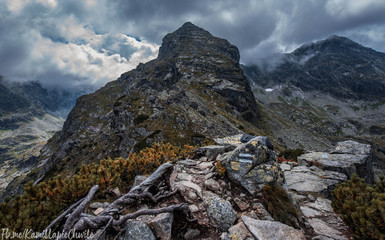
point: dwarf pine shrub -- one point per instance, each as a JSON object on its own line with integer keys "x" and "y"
{"x": 42, "y": 203}
{"x": 362, "y": 207}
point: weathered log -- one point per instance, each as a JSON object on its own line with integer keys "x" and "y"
{"x": 110, "y": 218}
{"x": 58, "y": 219}
{"x": 75, "y": 215}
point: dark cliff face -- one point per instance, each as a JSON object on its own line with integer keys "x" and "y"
{"x": 337, "y": 66}
{"x": 194, "y": 91}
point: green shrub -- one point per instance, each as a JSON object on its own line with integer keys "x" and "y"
{"x": 280, "y": 205}
{"x": 42, "y": 203}
{"x": 362, "y": 207}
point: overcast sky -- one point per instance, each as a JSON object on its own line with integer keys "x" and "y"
{"x": 81, "y": 43}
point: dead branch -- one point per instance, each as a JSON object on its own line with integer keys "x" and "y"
{"x": 110, "y": 218}
{"x": 172, "y": 208}
{"x": 73, "y": 217}
{"x": 58, "y": 219}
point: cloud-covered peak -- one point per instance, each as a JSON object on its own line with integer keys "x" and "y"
{"x": 90, "y": 42}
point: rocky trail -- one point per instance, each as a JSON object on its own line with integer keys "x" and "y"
{"x": 195, "y": 200}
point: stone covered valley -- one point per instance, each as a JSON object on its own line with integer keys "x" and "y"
{"x": 235, "y": 183}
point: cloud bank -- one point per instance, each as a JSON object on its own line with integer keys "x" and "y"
{"x": 79, "y": 43}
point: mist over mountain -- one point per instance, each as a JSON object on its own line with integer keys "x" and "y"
{"x": 270, "y": 144}
{"x": 334, "y": 88}
{"x": 29, "y": 115}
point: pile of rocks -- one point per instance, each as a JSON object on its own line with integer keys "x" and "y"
{"x": 230, "y": 207}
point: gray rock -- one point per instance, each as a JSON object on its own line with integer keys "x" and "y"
{"x": 212, "y": 151}
{"x": 285, "y": 167}
{"x": 136, "y": 230}
{"x": 268, "y": 230}
{"x": 349, "y": 158}
{"x": 240, "y": 139}
{"x": 325, "y": 222}
{"x": 138, "y": 180}
{"x": 193, "y": 208}
{"x": 96, "y": 205}
{"x": 303, "y": 180}
{"x": 241, "y": 204}
{"x": 184, "y": 177}
{"x": 240, "y": 229}
{"x": 212, "y": 185}
{"x": 192, "y": 234}
{"x": 187, "y": 184}
{"x": 162, "y": 225}
{"x": 253, "y": 165}
{"x": 220, "y": 212}
{"x": 352, "y": 147}
{"x": 261, "y": 212}
{"x": 205, "y": 165}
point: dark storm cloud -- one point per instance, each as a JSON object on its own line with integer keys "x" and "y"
{"x": 258, "y": 28}
{"x": 93, "y": 41}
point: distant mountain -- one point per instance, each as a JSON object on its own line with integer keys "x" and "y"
{"x": 324, "y": 92}
{"x": 336, "y": 66}
{"x": 193, "y": 92}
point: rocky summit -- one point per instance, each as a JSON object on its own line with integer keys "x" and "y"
{"x": 194, "y": 91}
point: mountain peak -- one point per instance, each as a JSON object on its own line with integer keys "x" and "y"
{"x": 191, "y": 40}
{"x": 332, "y": 44}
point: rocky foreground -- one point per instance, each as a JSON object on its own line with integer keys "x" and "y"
{"x": 233, "y": 206}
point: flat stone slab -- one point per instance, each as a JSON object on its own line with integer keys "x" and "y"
{"x": 303, "y": 180}
{"x": 323, "y": 219}
{"x": 268, "y": 230}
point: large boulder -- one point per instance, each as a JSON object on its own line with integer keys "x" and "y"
{"x": 162, "y": 225}
{"x": 220, "y": 212}
{"x": 325, "y": 222}
{"x": 252, "y": 164}
{"x": 268, "y": 230}
{"x": 304, "y": 180}
{"x": 136, "y": 230}
{"x": 349, "y": 158}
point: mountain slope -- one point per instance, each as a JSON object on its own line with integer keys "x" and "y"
{"x": 335, "y": 66}
{"x": 333, "y": 89}
{"x": 29, "y": 115}
{"x": 194, "y": 91}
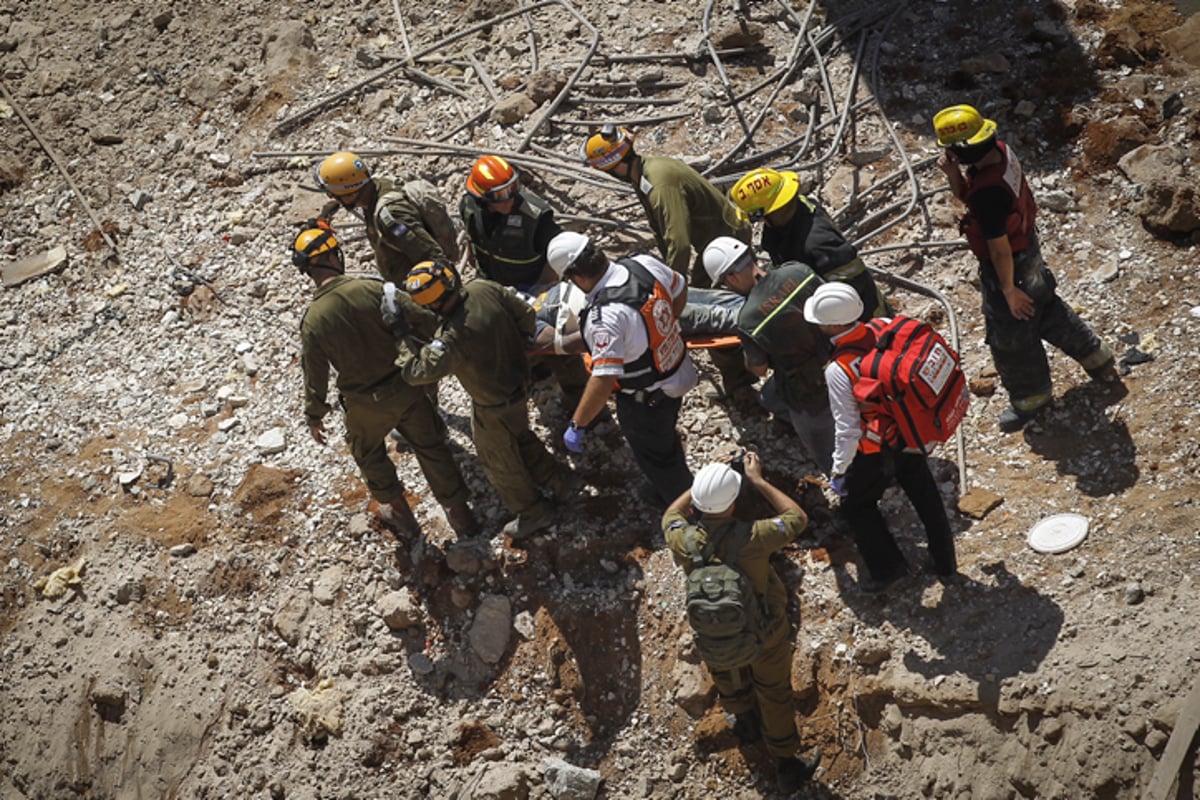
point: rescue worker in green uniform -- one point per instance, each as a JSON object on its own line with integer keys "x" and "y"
{"x": 685, "y": 212}
{"x": 775, "y": 336}
{"x": 406, "y": 223}
{"x": 759, "y": 696}
{"x": 796, "y": 228}
{"x": 481, "y": 340}
{"x": 508, "y": 232}
{"x": 343, "y": 329}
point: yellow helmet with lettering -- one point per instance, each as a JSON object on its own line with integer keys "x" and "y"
{"x": 341, "y": 174}
{"x": 609, "y": 148}
{"x": 431, "y": 281}
{"x": 961, "y": 125}
{"x": 765, "y": 191}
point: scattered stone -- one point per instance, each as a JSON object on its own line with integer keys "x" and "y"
{"x": 421, "y": 663}
{"x": 52, "y": 260}
{"x": 979, "y": 503}
{"x": 741, "y": 32}
{"x": 569, "y": 782}
{"x": 694, "y": 689}
{"x": 490, "y": 631}
{"x": 513, "y": 109}
{"x": 399, "y": 609}
{"x": 105, "y": 136}
{"x": 545, "y": 84}
{"x": 271, "y": 443}
{"x": 288, "y": 620}
{"x": 328, "y": 585}
{"x": 367, "y": 59}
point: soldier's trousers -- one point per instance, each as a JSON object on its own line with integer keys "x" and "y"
{"x": 766, "y": 687}
{"x": 408, "y": 410}
{"x": 1015, "y": 344}
{"x": 513, "y": 457}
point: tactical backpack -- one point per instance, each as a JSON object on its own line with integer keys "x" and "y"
{"x": 724, "y": 609}
{"x": 911, "y": 384}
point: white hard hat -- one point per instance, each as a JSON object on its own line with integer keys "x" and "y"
{"x": 725, "y": 254}
{"x": 833, "y": 304}
{"x": 715, "y": 488}
{"x": 563, "y": 250}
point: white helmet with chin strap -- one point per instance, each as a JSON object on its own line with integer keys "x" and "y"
{"x": 564, "y": 250}
{"x": 726, "y": 254}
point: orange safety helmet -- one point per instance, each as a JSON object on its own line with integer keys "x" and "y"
{"x": 492, "y": 179}
{"x": 341, "y": 174}
{"x": 765, "y": 191}
{"x": 312, "y": 242}
{"x": 609, "y": 148}
{"x": 431, "y": 281}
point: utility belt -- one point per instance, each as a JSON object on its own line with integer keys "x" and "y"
{"x": 649, "y": 397}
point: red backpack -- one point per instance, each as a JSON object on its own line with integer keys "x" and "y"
{"x": 910, "y": 384}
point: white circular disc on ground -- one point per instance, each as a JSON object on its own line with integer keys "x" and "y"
{"x": 1059, "y": 534}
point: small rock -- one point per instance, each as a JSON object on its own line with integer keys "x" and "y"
{"x": 491, "y": 629}
{"x": 271, "y": 443}
{"x": 570, "y": 782}
{"x": 399, "y": 611}
{"x": 421, "y": 663}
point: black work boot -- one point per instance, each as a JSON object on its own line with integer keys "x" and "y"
{"x": 745, "y": 727}
{"x": 795, "y": 771}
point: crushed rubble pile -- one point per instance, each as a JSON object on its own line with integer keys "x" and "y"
{"x": 198, "y": 601}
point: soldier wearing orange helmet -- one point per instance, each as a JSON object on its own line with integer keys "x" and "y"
{"x": 481, "y": 338}
{"x": 1020, "y": 304}
{"x": 406, "y": 222}
{"x": 343, "y": 329}
{"x": 796, "y": 228}
{"x": 685, "y": 212}
{"x": 508, "y": 232}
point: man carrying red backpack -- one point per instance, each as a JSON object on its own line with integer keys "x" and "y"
{"x": 869, "y": 450}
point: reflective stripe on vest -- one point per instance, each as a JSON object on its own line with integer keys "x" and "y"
{"x": 652, "y": 300}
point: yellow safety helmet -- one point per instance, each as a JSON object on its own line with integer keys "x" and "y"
{"x": 765, "y": 191}
{"x": 609, "y": 148}
{"x": 341, "y": 174}
{"x": 431, "y": 281}
{"x": 312, "y": 242}
{"x": 961, "y": 125}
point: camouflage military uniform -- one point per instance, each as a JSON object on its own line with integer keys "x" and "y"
{"x": 483, "y": 342}
{"x": 343, "y": 329}
{"x": 766, "y": 685}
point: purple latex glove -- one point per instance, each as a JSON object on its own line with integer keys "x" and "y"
{"x": 574, "y": 438}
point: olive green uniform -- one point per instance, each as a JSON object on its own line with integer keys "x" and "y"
{"x": 343, "y": 328}
{"x": 769, "y": 685}
{"x": 510, "y": 248}
{"x": 687, "y": 212}
{"x": 483, "y": 342}
{"x": 407, "y": 226}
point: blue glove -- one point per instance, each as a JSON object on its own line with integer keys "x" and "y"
{"x": 574, "y": 438}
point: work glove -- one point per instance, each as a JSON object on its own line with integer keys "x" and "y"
{"x": 574, "y": 438}
{"x": 393, "y": 317}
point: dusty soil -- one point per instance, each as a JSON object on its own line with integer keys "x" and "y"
{"x": 226, "y": 636}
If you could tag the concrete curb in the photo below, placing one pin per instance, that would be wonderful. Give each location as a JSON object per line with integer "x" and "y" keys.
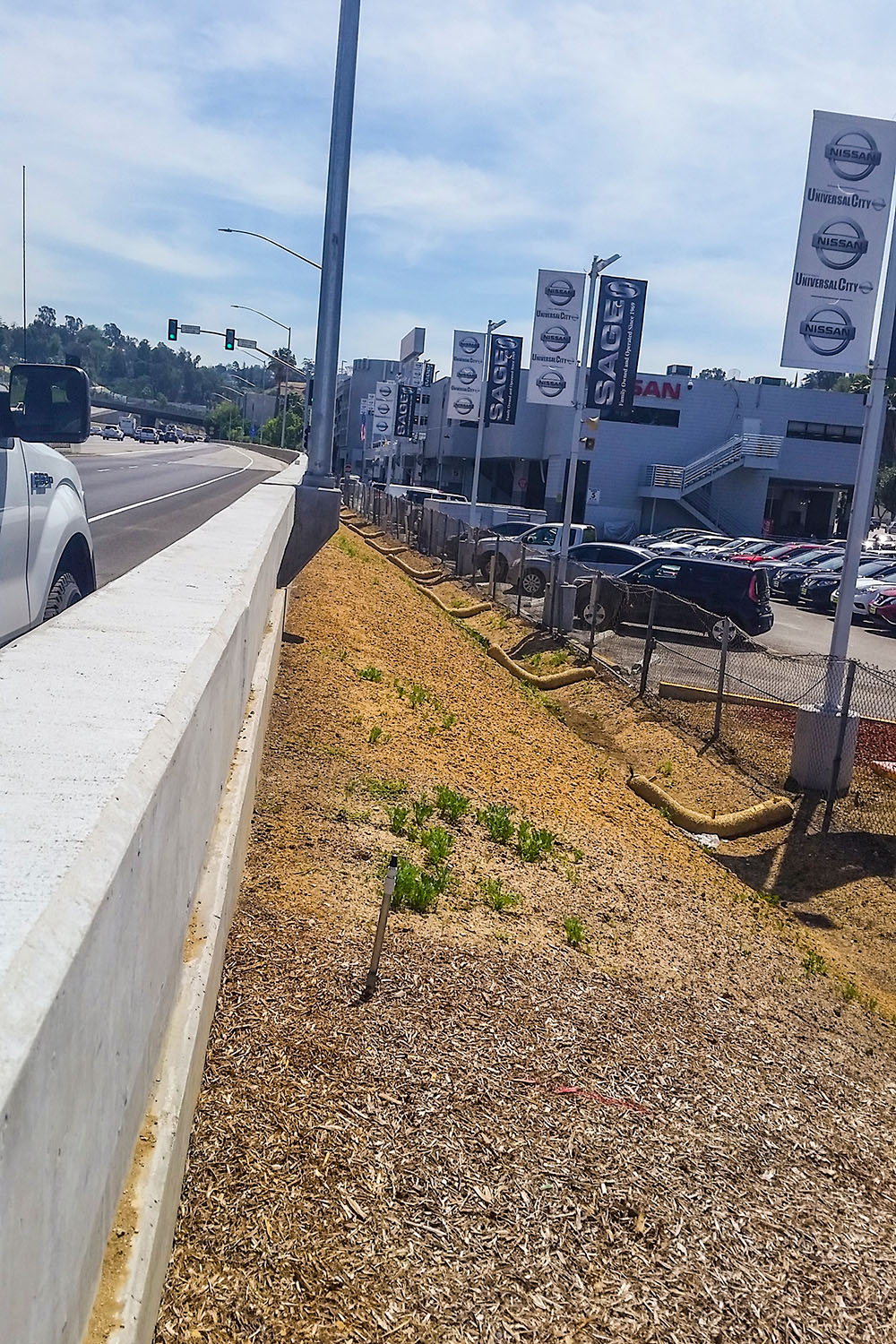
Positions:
{"x": 152, "y": 1193}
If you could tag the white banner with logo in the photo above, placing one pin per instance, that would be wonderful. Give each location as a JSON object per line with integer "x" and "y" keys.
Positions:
{"x": 840, "y": 246}
{"x": 384, "y": 403}
{"x": 555, "y": 338}
{"x": 465, "y": 390}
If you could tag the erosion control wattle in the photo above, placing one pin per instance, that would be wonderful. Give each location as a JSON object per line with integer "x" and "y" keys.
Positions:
{"x": 729, "y": 825}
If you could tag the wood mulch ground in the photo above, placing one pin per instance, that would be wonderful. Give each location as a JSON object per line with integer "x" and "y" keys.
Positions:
{"x": 680, "y": 1131}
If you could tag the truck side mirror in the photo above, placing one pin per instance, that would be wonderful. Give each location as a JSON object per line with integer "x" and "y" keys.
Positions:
{"x": 48, "y": 403}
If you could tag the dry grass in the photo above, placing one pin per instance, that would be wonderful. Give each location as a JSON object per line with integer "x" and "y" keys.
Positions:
{"x": 678, "y": 1137}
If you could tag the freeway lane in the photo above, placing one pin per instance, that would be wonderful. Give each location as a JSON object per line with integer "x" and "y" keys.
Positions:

——

- _STATED TASK_
Copy the stretch from the line containing "If you could tag the freeway" through the end of the material, swapping "freeway lane" for "highway ramp" and leaving everything else unchanged.

- _EXPECTED OUTPUT_
If you could tag the highway ramp in the photo above, placing one pin per instance, that would be wonderful. Give each location as a JSON object per line with integer "x" and "y" keys.
Positions:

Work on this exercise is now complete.